■ **AUSGANGSTEXT**:
Heimleiterin Barbara Janssen betont, dass ihre Kinder- und Jugendhilfeeinrichtung regelmäßig von der Heimaufsicht in Kiel kontrolliert worden sei. Mittlerweile hat das zuständige Landesjugendamt Schleswig-Holstein zwei Häusern der Einrichtung die Betriebserlaubnis entzogen. Als Gründe wurden unzureichendes Fachpersonal und inakzeptable pädagogische Methoden angegeben. Vor Mitte 2014 will das Landesjugendamt allerdings nichts von den Vorgängen mitbekommen haben. Und das obwohl der Kreis Dithmarschen wegen unhaltbarer Zustände bereits seit 2013 keine Mädchen mehr in den Friesenhof geschickt hat und darüber nach eigenen Angaben auch das Landesjungendamt informiert hat. Nun prüft die Staatsanwaltschaft Itzehoe, ob sich Mitarbeiter des "Friesenhofs" strafbar gemacht haben.

Angelina T., Rebecca R., Denise K. und die anderen jungen Frauen müssen noch oft an ihre Zeit im "Friesenhof" denken. Viele haben Alpträume, einige befinden sich in psychologischer Behandlung.

■ **VORLIEGENDE DATEN**:

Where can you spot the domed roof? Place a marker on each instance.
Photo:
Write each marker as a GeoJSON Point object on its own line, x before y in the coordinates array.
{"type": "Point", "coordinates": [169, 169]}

■ **ARBEITSAUFTRÄGE**:
• A. Übertragen Sie den Satz „Als Gründe wurden unzureichendes Fachpersonal und inakzeptable pädagogische Methoden angegeben.“ aus dem Ausgangstext ins Englische.
• B. Seit wann schickt der Kreis Dithmarschen laut Ausgangstext keine Mädchen mehr in den Friesenhof?
• C. Geben Sie den Abschnitt von „Heimleiterin Barbara Janssen“ bis „strafbar gemacht haben.“ aus dem Ausgangstext wortgetreu wieder.

■ **LÖSUNGEN**:
• A. Insufficient qualified staff and unacceptable pedagogical methods were given as the reasons.

• B. Bereits seit 2013.

• C.
Heimleiterin Barbara Janssen betont, dass ihre Kinder- und Jugendhilfeeinrichtung regelmäßig von der Heimaufsicht in Kiel kontrolliert worden sei. Mittlerweile hat das zuständige Landesjugendamt Schleswig-Holstein zwei Häusern der Einrichtung die Betriebserlaubnis entzogen. Als Gründe wurden unzureichendes Fachpersonal und inakzeptable pädagogische Methoden angegeben. Vor Mitte 2014 will das Landesjugendamt allerdings nichts von den Vorgängen mitbekommen haben. Und das obwohl der Kreis Dithmarschen wegen unhaltbarer Zustände bereits seit 2013 keine Mädchen mehr in den Friesenhof geschickt hat und darüber nach eigenen Angaben auch das Landesjungendamt informiert hat. Nun prüft die Staatsanwaltschaft Itzehoe, ob sich Mitarbeiter des "Friesenhofs" strafbar gemacht haben.